Except that I was going apeshit crazy.   I have never experienced that level of sleep deprivation.  Even with two babies, just 15 months apart.    I thought about sleep every single minute of the day.  Like a dying man crawling in the desert for the mirage of a deep, blue pool, I crawled into my bed every night, and it began again.

The only thing that would make her stop was to sit upright in a chair and hold her while she slept. In fact, she would pass out into a deep slumber, punctuated only by her shuddering hiccoughs, within 60 seconds of being in my arms. Even submerged into dreamland,  if I tried to put her down she would wake and scream, clawing at my chest. After four months of this endless struggle, half dozing in a chair as she slept  and my arms throbbed painfully, I realized with sudden clarity, what it was.  The answer seemed to actually hang, fully formed, in the dark of her small bedroom.

Fear.

She was terrified.

The fear, once I recognized it and gave it a name, seemed as tangible as a snarling tiger in her crib with her.  As menacing as a fire, creeping up the curtains.

WHY?    Understanding it was fear did not help me solve our problem.  It became more distressing to realize that my baby was traumatized each night by agonizing terror.  And what could she possibly be afraid of?

Her life was filled with Cheerios, Barney, twirly skirts and my constant loving presence.

::::

--- WRITTEN INSTRUCTION A ---
In the sleep-deprivation passage, how many months of the nightly struggle passed before the realization about what was wrong?
--- WRITTEN INSTRUCTION B ---
Continue the sleep-deprivation passage from the point where it stops.

::::

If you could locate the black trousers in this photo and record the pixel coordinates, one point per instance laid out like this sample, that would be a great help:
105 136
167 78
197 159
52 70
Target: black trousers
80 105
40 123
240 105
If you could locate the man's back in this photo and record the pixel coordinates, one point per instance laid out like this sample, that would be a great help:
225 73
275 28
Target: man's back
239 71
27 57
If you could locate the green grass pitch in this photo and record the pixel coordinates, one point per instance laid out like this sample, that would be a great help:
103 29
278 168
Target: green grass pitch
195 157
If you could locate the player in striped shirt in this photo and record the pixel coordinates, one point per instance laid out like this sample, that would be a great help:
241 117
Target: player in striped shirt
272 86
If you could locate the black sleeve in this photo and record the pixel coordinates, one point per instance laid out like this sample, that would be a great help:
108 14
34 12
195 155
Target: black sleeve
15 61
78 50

::::

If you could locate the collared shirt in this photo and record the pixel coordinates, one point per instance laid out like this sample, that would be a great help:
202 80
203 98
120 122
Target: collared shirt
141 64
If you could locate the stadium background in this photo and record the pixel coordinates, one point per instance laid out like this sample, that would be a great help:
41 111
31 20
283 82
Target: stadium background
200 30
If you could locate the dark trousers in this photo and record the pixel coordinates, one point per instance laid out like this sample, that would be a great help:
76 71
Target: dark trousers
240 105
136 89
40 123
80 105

::::

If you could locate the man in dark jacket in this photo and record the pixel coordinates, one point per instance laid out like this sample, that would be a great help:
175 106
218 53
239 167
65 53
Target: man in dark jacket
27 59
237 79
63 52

::::

--- TASK OUTPUT A ---
Four months.

--- TASK OUTPUT B ---
Why is it that so many of my life’s lessons come only after I have a complete mental breakdown?

So.

I had one.

A breakdown.  Hysteria.

My brother was visiting.  Rick and I had gotten through bath and bed time with ease and Rick had left for the library to study.  Gard and I had just settled into our tiny living room for a relaxing chat when Lydia’s screams began.  Several hours earlier than usual.

I freaked.

The frustration and severe sleep deprivation and paralyzing failure took me down to my knees.  My brother let me rant and my building hysteria matched Lydia’s upstairs.  And then he handed me a box of tissues and told me to sit down.  He told me take a few deep, calming breaths with him.  Then he held his hands out, almost touching each other…. and taught me to feel energy.  This may seem far-fetched,    it certainly seemed crazy at the time.

He told me to sit with my hands close together, and feel the heat there… energy.  He told me to imagine that energy as a white light, gathering in my hands.  I used my hands to “press”  this warmth, this “white light,”  this energy in my hands.  And slowly we moved our hands further apart, concentrating on building the energy in our hands into a big, warm, ball of light.  He told me to gather all of my love for Lydia, all of my fierce feelings of love and protection, and put it into this huge ball of light.  My hands began to prickle and tingle, the heat in my hands was tangibly growing, even as I moved them further apart. We sat side by side  on my brown sofa at the foot of the stairs, eyes closed in meditation, our hands open to “hold” our energy spheres.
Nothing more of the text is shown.